All the records that follow need to be reproduced exactly. Omit the images.
========
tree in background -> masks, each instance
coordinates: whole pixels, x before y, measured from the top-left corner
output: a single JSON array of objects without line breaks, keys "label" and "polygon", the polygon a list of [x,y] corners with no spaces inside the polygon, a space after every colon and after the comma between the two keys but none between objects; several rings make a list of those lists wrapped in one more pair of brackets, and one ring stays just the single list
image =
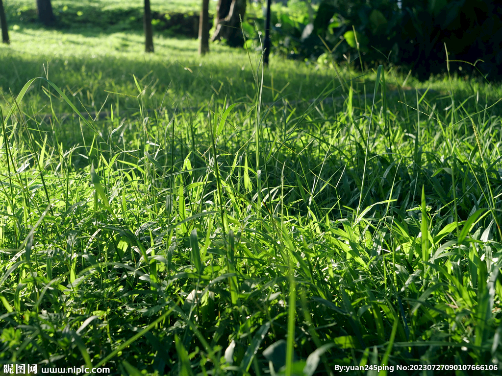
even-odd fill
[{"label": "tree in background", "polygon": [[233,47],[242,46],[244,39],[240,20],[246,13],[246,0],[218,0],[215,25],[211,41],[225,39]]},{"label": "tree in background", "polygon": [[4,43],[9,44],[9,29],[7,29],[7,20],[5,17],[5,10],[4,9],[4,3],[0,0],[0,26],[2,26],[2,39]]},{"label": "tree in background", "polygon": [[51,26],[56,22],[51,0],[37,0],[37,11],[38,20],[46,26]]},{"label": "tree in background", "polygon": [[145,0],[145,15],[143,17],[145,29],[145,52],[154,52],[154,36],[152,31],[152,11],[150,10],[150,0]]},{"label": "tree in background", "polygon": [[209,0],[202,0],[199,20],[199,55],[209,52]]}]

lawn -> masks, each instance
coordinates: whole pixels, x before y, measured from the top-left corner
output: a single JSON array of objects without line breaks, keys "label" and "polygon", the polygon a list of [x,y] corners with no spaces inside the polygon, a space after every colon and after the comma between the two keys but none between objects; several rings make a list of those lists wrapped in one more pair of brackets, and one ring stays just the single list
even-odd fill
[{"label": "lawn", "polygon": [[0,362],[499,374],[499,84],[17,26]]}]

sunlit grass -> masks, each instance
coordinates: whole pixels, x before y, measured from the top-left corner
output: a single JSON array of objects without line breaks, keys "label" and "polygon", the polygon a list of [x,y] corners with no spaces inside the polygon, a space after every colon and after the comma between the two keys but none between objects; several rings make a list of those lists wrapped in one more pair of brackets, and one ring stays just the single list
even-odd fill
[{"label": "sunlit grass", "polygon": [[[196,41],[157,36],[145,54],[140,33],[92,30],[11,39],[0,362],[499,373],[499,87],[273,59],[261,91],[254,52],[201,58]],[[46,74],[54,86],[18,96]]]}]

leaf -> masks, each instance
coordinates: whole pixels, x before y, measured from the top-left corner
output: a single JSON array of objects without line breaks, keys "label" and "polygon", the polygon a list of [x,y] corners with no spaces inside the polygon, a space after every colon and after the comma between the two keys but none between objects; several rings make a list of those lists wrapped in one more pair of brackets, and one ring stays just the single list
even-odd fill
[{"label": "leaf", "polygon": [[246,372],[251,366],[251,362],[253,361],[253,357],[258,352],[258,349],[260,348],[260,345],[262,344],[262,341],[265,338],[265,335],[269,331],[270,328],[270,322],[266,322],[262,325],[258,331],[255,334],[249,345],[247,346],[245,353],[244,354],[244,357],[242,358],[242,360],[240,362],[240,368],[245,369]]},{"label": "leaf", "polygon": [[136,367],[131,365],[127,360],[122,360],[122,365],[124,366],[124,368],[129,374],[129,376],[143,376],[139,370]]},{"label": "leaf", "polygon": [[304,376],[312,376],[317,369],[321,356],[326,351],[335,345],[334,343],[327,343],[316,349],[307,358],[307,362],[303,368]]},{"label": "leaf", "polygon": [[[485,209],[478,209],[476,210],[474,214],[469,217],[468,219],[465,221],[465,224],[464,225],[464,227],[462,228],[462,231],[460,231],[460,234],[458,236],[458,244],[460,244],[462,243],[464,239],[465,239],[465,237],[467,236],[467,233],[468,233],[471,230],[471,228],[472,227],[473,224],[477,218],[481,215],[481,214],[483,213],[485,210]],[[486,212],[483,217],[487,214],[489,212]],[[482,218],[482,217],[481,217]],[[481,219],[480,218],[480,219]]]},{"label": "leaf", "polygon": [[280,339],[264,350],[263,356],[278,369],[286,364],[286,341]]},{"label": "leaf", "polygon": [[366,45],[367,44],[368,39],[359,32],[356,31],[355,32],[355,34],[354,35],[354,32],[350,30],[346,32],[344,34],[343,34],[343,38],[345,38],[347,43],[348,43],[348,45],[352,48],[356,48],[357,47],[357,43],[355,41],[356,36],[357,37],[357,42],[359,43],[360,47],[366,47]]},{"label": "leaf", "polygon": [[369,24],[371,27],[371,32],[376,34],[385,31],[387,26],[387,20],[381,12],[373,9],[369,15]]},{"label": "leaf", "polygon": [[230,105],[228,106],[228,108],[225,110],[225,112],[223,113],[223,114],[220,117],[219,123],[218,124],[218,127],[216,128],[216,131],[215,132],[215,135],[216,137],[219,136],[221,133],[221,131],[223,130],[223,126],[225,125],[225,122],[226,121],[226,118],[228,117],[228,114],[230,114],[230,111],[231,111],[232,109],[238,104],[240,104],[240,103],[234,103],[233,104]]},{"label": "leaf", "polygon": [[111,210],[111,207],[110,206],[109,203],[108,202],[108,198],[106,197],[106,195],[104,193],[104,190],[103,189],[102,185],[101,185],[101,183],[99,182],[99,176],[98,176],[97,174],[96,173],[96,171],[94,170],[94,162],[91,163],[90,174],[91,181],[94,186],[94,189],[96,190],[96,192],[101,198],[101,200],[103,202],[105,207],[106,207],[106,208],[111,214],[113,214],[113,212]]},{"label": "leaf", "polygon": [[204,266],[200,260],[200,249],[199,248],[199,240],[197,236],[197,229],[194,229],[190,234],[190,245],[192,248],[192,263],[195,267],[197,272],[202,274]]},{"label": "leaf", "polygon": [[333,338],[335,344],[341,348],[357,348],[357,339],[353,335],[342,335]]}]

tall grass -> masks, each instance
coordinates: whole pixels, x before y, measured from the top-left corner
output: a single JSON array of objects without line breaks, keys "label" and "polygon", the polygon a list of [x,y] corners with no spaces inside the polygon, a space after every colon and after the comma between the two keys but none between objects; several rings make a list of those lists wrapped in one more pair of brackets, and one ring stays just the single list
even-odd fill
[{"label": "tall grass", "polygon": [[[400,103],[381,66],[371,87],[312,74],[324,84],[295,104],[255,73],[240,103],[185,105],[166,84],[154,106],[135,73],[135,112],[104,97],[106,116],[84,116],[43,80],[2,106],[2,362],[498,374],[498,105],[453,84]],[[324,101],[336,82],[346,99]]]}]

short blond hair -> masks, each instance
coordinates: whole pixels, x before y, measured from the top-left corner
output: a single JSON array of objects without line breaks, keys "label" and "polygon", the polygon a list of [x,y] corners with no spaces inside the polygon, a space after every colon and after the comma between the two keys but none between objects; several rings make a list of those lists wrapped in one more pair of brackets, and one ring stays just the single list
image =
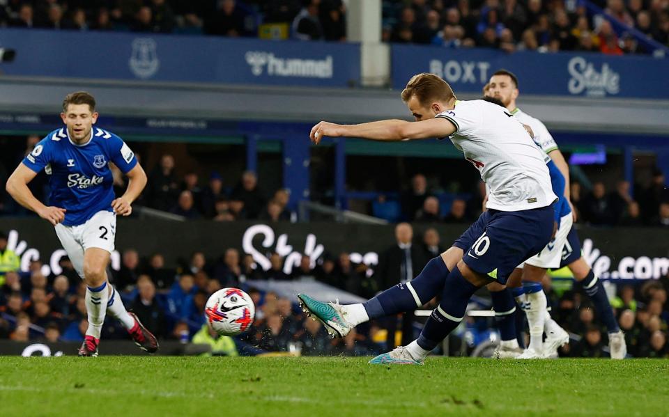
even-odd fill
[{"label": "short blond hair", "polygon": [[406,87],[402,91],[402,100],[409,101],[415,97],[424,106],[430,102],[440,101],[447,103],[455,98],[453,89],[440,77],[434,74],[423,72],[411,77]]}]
========
### Written response:
tree in background -> masks, each instance
coordinates: whole pixels, x before y, measured from the top-left corner
output: a single JSON array of objects without line breaks, keys "label" and "polygon", the polygon a list of [x,y] corners with no spaces inside the polygon, a space after every colon and after the comma between the two keys but none between objects; several rings make a list of those lists wrapped in one more pair of brackets, and one ring stays just the single list
image =
even-odd fill
[{"label": "tree in background", "polygon": [[233,47],[242,46],[244,39],[240,20],[246,13],[246,0],[218,0],[215,25],[211,41],[225,39]]},{"label": "tree in background", "polygon": [[4,43],[9,44],[9,29],[7,29],[7,20],[5,17],[5,10],[4,9],[4,3],[0,0],[0,26],[2,26],[2,39]]},{"label": "tree in background", "polygon": [[51,26],[56,22],[51,0],[37,0],[37,11],[38,20],[46,26]]},{"label": "tree in background", "polygon": [[145,0],[145,15],[143,17],[145,29],[145,52],[154,52],[154,36],[152,31],[152,11],[150,10],[150,0]]},{"label": "tree in background", "polygon": [[209,0],[202,0],[199,20],[199,55],[209,52]]}]

lawn -> masks, each instance
coordinates: whole pixels, x before y, measured from the top-left corner
output: a single JSON array of objects without line breaks, keys "label" and "polygon", the polygon a list of [x,y] corners with no spaces inside the polygon, a space after every colon and after the comma between the two keys but none between objects; several rings make a list of those lists wrapped in one more pair of brackets, and one ring stays just the single list
even-odd fill
[{"label": "lawn", "polygon": [[0,362],[499,374],[499,84],[17,26]]}]

sunlit grass -> masks, each instance
coordinates: whole pixels, x before y, measured from the top-left corner
output: a single JSON array of objects without line breaks, keys "label" and "polygon", the polygon a list of [x,y] corners with no spaces inside the polygon, a space after every colon and after the comma between the two keys but none between objects; several rings make a list of those lists wrapped in one more pair of brackets, and one ring stays just the single list
even-odd fill
[{"label": "sunlit grass", "polygon": [[[196,41],[157,36],[145,54],[140,33],[92,30],[11,39],[0,362],[499,373],[499,87],[273,59],[261,91],[254,52],[201,58]],[[46,74],[54,86],[18,96]]]}]

leaf -> masks, each instance
coordinates: whole pixels, x before y, measured from the top-left corner
output: a single JSON array of objects without line breaks, keys "label" and "polygon", the polygon a list of [x,y] corners with no spaces inside the polygon, a space after every colon and after the comma between the two keys but none between objects; several rings make a list of those lists wrapped in one more pair of brackets, and one ring stays just the single list
even-odd fill
[{"label": "leaf", "polygon": [[246,372],[251,366],[251,362],[253,361],[253,357],[258,352],[258,349],[260,348],[260,345],[262,344],[262,341],[265,338],[265,335],[269,331],[270,328],[270,322],[266,322],[262,325],[258,331],[255,334],[249,345],[247,346],[245,353],[244,354],[244,357],[242,358],[242,360],[240,362],[240,368],[245,369]]},{"label": "leaf", "polygon": [[136,367],[131,365],[127,360],[122,360],[122,365],[124,366],[124,368],[129,374],[129,376],[143,376],[139,370]]},{"label": "leaf", "polygon": [[304,376],[312,376],[317,369],[321,356],[326,351],[335,345],[334,343],[327,343],[316,349],[307,358],[307,362],[303,368]]},{"label": "leaf", "polygon": [[[485,209],[478,209],[476,210],[474,214],[469,217],[468,219],[465,221],[465,224],[464,225],[464,227],[462,228],[462,231],[460,231],[460,234],[458,236],[458,244],[460,244],[462,243],[464,239],[465,239],[465,237],[467,236],[467,233],[468,233],[471,230],[471,228],[472,227],[473,224],[477,218],[481,215],[481,214],[483,213],[485,210]],[[486,212],[483,217],[487,214],[489,212]],[[482,218],[482,217],[481,217]],[[481,219],[480,218],[480,219]]]},{"label": "leaf", "polygon": [[280,339],[264,350],[263,356],[278,369],[286,364],[286,341]]},{"label": "leaf", "polygon": [[366,45],[367,44],[368,39],[359,32],[356,31],[355,32],[355,34],[354,35],[354,32],[350,30],[346,32],[344,34],[343,34],[343,38],[345,38],[347,43],[348,43],[348,45],[352,48],[356,48],[357,47],[357,43],[355,41],[356,36],[357,37],[357,42],[359,43],[360,47],[366,47]]},{"label": "leaf", "polygon": [[369,24],[371,27],[371,32],[376,34],[385,31],[387,26],[387,20],[381,12],[373,9],[369,15]]},{"label": "leaf", "polygon": [[230,105],[228,106],[228,108],[225,110],[225,112],[223,113],[223,114],[220,117],[219,123],[218,124],[218,127],[216,128],[216,131],[215,132],[215,135],[216,137],[219,136],[221,133],[221,131],[223,130],[223,126],[225,125],[225,122],[226,121],[226,118],[228,117],[228,114],[230,114],[230,111],[231,111],[232,109],[238,104],[240,104],[240,103],[234,103],[233,104]]},{"label": "leaf", "polygon": [[111,210],[111,207],[110,206],[109,203],[108,202],[108,198],[106,197],[106,195],[104,193],[104,190],[103,189],[102,185],[101,185],[101,183],[99,182],[99,176],[98,176],[97,174],[96,173],[96,171],[94,170],[94,162],[91,163],[90,174],[91,181],[94,186],[94,189],[96,190],[96,192],[101,198],[101,200],[103,202],[105,207],[106,207],[106,208],[111,214],[113,214],[113,212]]},{"label": "leaf", "polygon": [[204,266],[200,260],[200,249],[199,248],[199,240],[197,236],[197,229],[194,229],[190,234],[190,245],[192,248],[192,263],[195,267],[197,272],[202,274]]},{"label": "leaf", "polygon": [[333,338],[335,344],[341,348],[357,348],[357,339],[353,335],[342,335]]}]

tall grass -> masks, each instance
coordinates: whole pixels, x before y, measured from the top-left corner
output: a single JSON array of objects without line breaks, keys "label" and "polygon", the polygon a list of [x,y] corners with no spaces inside the polygon, a space after every colon and after the comma between the two keys but none between objects; several rings make a list of those lists wrapped in one more pair of brackets, and one ring stays just the single list
even-odd fill
[{"label": "tall grass", "polygon": [[[400,103],[381,66],[371,87],[312,74],[324,84],[295,104],[255,73],[240,103],[185,105],[166,84],[154,106],[135,73],[135,112],[104,97],[106,116],[84,116],[43,80],[2,106],[2,362],[498,374],[498,105],[453,84]],[[324,101],[336,82],[346,99]]]}]

short blond hair -> masks, each instance
coordinates: whole pixels, x before y, measured from the top-left corner
output: a single JSON array of objects without line breaks, keys "label" and "polygon", the polygon a list of [x,y] corners with no spaces inside the polygon, a space after every colon and after the comma between the two keys but none between objects; several rings make a list of those lists wrapped in one more pair of brackets, and one ring stays just the single list
image =
even-odd fill
[{"label": "short blond hair", "polygon": [[406,87],[402,91],[402,100],[409,101],[415,97],[424,106],[430,102],[440,101],[447,103],[455,98],[453,89],[440,77],[434,74],[423,72],[411,77]]}]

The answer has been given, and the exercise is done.